▸ **STATED PROBLEM A**
In the passage on foreign aid and corruption, how many of the past seven governors of Illinois went to prison for corruption?

On the other hand, this is what Bill Gates has to say on corruption and why it
should not be a deterrent to the continued giving of foreign aid:

    
    
      There is a double standard at work here. I’ve heard people calling on the government
      to shut down some aid program if one dollar of corruption is found. On the other 
      hand, four of the past seven governors of Illinois have gone to prison for 
      corruption, and to my knowledge no one has demanded that Illinois schools be shut down
      or its highways closed. [2]
    

Even fully discounting the fact that the man is unimaginably wealthy and can
afford the graft and misuse of funds, I am still not quite convinced by this
line of reasoning. At this point I'm just hoping that I don't wake up some
eight years from now to discover that even things like Kiva loans [3] had been
all along a huge waste of effort, time and - yes - money.

[1] Adventure Capitalist: The Ultimate Road Trip

[http://www.amazon.com/gp/product/0812967267](http://www.amazon.com/gp/product/0812967267)

[2] 3 MYTHS THAT BLOCK PROGRESS FOR THE POOR

[http://annualletter.gatesfoundation.org/#section=myth-
two](http://annualletter.gatesfoundation.org/#section=myth-two)

[3] Kiva Is Not Quite What It Seems

[http://www.cgdev.org/blog/kiva-not-quite-what-it-
seems](http://www.cgdev.org/blog/kiva-not-quite-what-it-seems)

------
ommunist
Nice article. I especially like the revolutionary idea that deworming pupils
does not affect their school performance. Yes, human development is the thing
that has to be fixed. But dreaming smaller is not going to fix that. Working
harder - can, but it is not that much attractive.

Disclaimer: I have been involved in development projects feted by JICA.

▸ **DATA TO USE**

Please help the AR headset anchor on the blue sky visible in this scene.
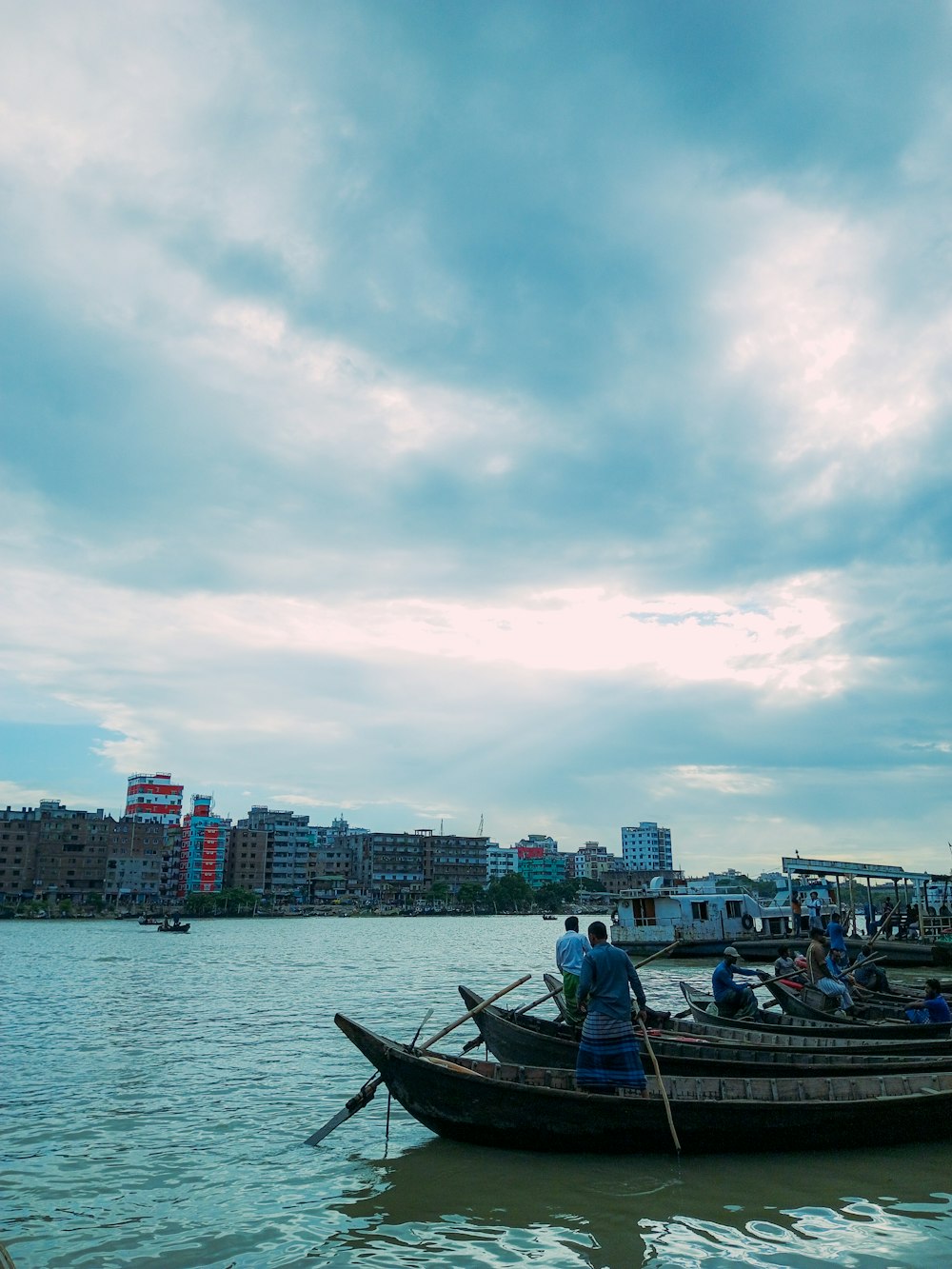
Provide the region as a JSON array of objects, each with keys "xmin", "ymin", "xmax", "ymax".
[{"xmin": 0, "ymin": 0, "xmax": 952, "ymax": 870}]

---

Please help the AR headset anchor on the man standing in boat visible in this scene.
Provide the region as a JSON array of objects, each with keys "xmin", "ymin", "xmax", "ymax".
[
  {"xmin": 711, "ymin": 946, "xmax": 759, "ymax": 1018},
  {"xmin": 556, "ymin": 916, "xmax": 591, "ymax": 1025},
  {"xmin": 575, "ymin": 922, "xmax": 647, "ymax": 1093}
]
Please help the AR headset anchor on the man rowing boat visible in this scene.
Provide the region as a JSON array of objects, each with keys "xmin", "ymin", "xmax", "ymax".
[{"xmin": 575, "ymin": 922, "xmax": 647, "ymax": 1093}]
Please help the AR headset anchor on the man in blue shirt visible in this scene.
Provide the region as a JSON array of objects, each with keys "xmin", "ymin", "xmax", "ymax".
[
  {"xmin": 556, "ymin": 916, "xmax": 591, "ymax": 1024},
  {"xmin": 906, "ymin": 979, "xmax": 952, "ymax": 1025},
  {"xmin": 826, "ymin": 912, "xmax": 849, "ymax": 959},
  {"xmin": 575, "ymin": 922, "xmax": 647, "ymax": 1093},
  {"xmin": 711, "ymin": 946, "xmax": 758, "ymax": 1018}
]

▸ **STATED PROBLEM B**
Identify every line in the rows above that contains the word "scene". Case counts.

▸ **CORRECT ANSWER A**
Four.

▸ **CORRECT ANSWER B**
Please help the AR headset anchor on the blue sky visible in this scene.
Please help the AR headset anchor on the man standing in boat visible in this scene.
Please help the AR headset anchor on the man rowing boat visible in this scene.
Please help the AR headset anchor on the man in blue shirt visible in this scene.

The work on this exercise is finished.